Document excerpt:
---
tags:
- Pixelcopter-PLE-v0
- reinforce
- reinforcement-learning
- custom-implementation
- deep-rl-class
model-index:
- name: Reinforce-PixelCopter
  results:
  - task:
      type: reinforcement-learning
      name: reinforcement-learning
    dataset:
      name: Pixelcopter-PLE-v0
      type: Pixelcopter-PLE-v0
    metrics:
        - type: mean_reward
          value: 58.13 +/- 55.17
          name: mean_reward
          verified: false
---

# 🚁 Reinforce Agent — Pixelcopter-PLE-v0

A policy gradient agent trained from scratch using the **REINFORCE** algorithm to play [Pixelcopter](https://pygame-learning-environment.readthedocs.io/en/latest/user/games/pixelcopter.html), a challenging continuous control game built on the PyGame Learning Environment (PLE).

---

## 📊 Performance

| Metric | Value |
|--------|-------|
| Mean Reward | 58.13 |
| Std of Reward | ±55.17 |
| Best Average Score | 80.65 (Episode 46000) |
| Evaluation Episodes | 10 |
| Training Episodes | 50,000 |

---

## 🧠 Algorithm — REINFORCE (Monte Carlo Policy Gradient)

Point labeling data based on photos
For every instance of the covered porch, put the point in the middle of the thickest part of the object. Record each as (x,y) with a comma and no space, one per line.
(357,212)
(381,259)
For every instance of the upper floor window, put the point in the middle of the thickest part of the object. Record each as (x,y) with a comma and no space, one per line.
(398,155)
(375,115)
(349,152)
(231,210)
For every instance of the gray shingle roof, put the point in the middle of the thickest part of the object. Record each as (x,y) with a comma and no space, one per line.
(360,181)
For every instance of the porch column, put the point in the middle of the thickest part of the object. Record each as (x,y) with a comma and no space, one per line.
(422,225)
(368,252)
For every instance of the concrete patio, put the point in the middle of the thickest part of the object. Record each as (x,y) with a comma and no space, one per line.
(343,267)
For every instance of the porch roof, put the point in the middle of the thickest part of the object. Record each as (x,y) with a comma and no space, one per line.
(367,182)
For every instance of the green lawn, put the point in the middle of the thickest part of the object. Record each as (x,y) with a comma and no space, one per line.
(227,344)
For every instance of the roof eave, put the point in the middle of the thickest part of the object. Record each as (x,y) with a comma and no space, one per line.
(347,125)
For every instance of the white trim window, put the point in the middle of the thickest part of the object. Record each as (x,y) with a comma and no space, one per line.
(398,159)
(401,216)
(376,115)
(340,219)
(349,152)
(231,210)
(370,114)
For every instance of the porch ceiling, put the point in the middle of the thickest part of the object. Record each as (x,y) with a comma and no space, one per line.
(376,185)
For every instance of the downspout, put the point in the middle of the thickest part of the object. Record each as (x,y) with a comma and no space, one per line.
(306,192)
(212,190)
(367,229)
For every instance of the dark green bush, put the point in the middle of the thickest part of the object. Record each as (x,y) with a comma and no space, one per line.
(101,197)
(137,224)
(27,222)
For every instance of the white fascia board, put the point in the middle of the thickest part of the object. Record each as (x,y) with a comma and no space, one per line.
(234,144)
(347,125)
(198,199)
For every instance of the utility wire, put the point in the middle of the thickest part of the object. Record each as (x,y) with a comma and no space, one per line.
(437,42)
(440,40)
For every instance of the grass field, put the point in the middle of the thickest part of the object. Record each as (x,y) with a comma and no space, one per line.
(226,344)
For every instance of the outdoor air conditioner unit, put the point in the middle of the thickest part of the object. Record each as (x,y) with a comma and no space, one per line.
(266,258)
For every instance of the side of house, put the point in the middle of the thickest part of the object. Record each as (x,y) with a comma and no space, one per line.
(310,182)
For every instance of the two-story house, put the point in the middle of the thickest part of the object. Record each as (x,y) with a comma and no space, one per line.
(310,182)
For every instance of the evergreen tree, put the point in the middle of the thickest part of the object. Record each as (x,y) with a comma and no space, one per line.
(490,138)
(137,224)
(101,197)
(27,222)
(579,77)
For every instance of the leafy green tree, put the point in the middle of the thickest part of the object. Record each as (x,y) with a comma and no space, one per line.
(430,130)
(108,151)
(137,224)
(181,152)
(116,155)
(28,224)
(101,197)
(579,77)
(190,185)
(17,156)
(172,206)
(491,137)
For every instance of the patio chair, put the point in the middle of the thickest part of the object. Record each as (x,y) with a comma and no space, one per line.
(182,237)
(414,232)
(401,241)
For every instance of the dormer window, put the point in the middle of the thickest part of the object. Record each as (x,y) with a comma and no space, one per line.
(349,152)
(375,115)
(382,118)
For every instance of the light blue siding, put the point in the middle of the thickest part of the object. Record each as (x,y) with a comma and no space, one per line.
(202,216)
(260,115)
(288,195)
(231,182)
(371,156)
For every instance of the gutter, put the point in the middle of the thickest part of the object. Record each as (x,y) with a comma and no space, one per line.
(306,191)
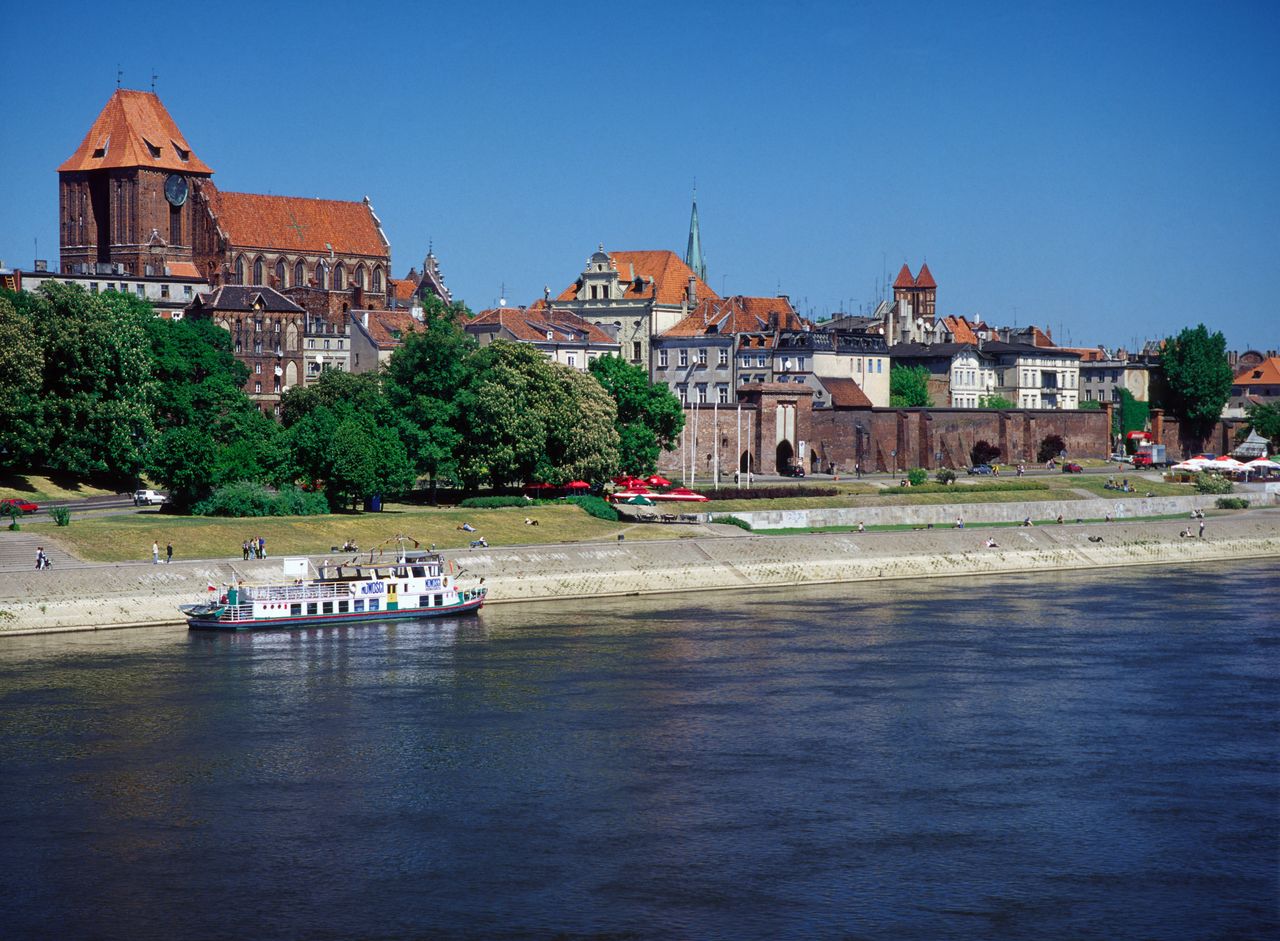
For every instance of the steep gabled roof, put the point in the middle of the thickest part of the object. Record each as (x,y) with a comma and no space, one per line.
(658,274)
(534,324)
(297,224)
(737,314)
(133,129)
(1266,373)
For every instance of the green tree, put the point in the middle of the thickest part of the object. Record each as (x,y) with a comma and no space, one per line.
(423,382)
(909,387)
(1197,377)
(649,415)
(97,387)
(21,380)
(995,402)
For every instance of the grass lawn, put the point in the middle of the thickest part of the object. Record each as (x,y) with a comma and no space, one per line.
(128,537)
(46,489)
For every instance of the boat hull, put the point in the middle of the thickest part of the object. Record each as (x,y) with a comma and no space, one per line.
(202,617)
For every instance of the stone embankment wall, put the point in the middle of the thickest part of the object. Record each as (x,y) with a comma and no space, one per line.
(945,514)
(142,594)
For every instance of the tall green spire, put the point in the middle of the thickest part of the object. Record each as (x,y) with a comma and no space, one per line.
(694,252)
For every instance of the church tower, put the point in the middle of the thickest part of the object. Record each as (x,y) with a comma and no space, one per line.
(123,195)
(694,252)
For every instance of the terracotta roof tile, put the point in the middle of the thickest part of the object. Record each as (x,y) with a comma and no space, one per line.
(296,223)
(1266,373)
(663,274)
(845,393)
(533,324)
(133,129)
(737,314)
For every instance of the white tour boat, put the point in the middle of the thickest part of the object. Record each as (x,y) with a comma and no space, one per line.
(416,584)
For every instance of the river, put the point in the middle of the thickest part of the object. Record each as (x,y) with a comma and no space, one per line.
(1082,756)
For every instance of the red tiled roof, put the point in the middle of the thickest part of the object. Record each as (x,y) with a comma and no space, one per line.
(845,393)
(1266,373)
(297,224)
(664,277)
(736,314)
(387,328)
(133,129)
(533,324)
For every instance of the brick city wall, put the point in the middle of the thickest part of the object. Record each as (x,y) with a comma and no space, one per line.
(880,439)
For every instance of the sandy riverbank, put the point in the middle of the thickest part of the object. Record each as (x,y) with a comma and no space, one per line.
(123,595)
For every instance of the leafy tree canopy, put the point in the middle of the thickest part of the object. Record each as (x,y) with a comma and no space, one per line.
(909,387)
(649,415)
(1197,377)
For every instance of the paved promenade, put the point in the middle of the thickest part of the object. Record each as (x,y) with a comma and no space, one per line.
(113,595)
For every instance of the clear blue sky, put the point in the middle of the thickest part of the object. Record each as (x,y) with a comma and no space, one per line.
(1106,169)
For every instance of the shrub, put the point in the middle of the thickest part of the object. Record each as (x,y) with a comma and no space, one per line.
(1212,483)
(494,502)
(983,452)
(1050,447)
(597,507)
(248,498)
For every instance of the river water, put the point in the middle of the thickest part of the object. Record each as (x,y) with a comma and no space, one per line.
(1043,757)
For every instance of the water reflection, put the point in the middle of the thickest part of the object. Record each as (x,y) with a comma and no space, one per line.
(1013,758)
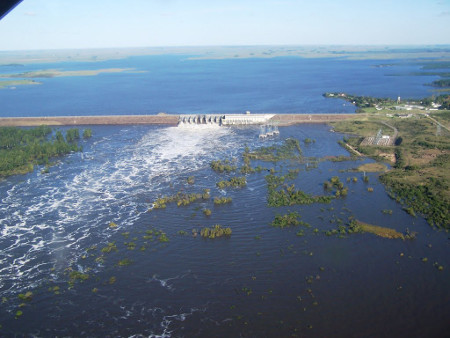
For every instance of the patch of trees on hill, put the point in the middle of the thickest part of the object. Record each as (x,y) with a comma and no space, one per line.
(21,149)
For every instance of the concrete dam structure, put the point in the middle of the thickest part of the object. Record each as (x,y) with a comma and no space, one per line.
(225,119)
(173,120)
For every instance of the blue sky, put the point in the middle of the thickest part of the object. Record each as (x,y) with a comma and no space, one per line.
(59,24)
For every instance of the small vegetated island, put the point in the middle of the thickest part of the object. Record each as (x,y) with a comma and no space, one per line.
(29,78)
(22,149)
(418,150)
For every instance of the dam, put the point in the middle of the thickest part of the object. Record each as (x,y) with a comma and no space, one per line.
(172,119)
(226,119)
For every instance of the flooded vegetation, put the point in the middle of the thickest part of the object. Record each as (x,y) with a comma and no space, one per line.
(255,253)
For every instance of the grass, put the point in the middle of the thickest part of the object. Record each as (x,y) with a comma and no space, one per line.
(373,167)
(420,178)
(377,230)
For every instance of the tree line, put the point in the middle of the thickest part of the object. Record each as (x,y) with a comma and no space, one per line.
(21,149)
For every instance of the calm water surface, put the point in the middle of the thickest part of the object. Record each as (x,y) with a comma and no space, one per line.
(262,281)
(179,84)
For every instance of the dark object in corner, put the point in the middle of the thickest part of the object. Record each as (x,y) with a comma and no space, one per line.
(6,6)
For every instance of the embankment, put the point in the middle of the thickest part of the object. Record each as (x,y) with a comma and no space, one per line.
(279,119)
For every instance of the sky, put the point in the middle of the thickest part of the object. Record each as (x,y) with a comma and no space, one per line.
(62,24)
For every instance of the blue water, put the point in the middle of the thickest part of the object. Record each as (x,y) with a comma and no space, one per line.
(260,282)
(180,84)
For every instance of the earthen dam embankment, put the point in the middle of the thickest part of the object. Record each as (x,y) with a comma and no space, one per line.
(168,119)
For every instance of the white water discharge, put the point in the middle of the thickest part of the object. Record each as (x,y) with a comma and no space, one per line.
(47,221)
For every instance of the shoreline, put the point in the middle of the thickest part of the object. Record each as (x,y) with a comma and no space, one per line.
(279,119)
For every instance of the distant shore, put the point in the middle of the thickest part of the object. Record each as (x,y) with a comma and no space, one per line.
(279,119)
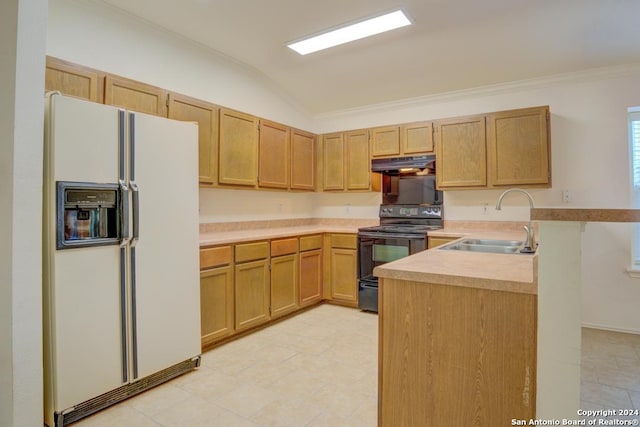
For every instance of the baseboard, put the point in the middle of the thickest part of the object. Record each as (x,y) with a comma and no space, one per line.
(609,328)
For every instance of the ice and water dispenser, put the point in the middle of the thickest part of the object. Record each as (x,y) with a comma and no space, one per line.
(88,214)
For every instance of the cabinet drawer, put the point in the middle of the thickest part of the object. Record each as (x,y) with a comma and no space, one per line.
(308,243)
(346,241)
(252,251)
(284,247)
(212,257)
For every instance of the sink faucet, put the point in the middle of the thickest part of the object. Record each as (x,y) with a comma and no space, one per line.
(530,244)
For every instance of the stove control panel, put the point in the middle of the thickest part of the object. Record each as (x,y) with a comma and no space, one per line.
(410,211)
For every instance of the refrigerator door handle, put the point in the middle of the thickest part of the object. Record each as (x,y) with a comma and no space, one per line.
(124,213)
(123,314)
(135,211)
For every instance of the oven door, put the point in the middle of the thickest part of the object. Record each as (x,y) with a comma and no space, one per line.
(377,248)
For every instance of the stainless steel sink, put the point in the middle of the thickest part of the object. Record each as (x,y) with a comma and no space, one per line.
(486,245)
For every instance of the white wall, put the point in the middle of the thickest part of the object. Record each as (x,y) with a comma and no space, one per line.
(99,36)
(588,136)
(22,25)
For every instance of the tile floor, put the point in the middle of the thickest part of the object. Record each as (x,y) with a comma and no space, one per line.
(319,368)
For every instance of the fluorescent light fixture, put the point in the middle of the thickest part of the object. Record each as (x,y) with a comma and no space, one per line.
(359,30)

Challenges:
a) Set down the part of the Pixelcopter model card that opens with the words containing "A policy gradient" and closes with "Learning Environment (PLE).".
b) Summarize the Pixelcopter model card in two sentences.
c) According to the Pixelcopter model card, what was the agent's best average score, and in which episode was it reached?
You won't need the listing.

Problem solutions:
a)
A policy gradient agent trained from scratch using the **REINFORCE** algorithm to play [Pixelcopter](https://pygame-learning-environment.readthedocs.io/en/latest/user/games/pixelcopter.html), a challenging continuous control game built on the PyGame Learning Environment (PLE).

b) A policy gradient agent was trained from scratch with the REINFORCE algorithm to play Pixelcopter, a continuous control game built on the PyGame Learning Environment. After 50,000 training episodes, it reached a mean reward of 58.13 (±55.17) over 10 evaluation episodes, and its best average score was 80.65 at episode 46000.

c) 80.65, in episode 46000.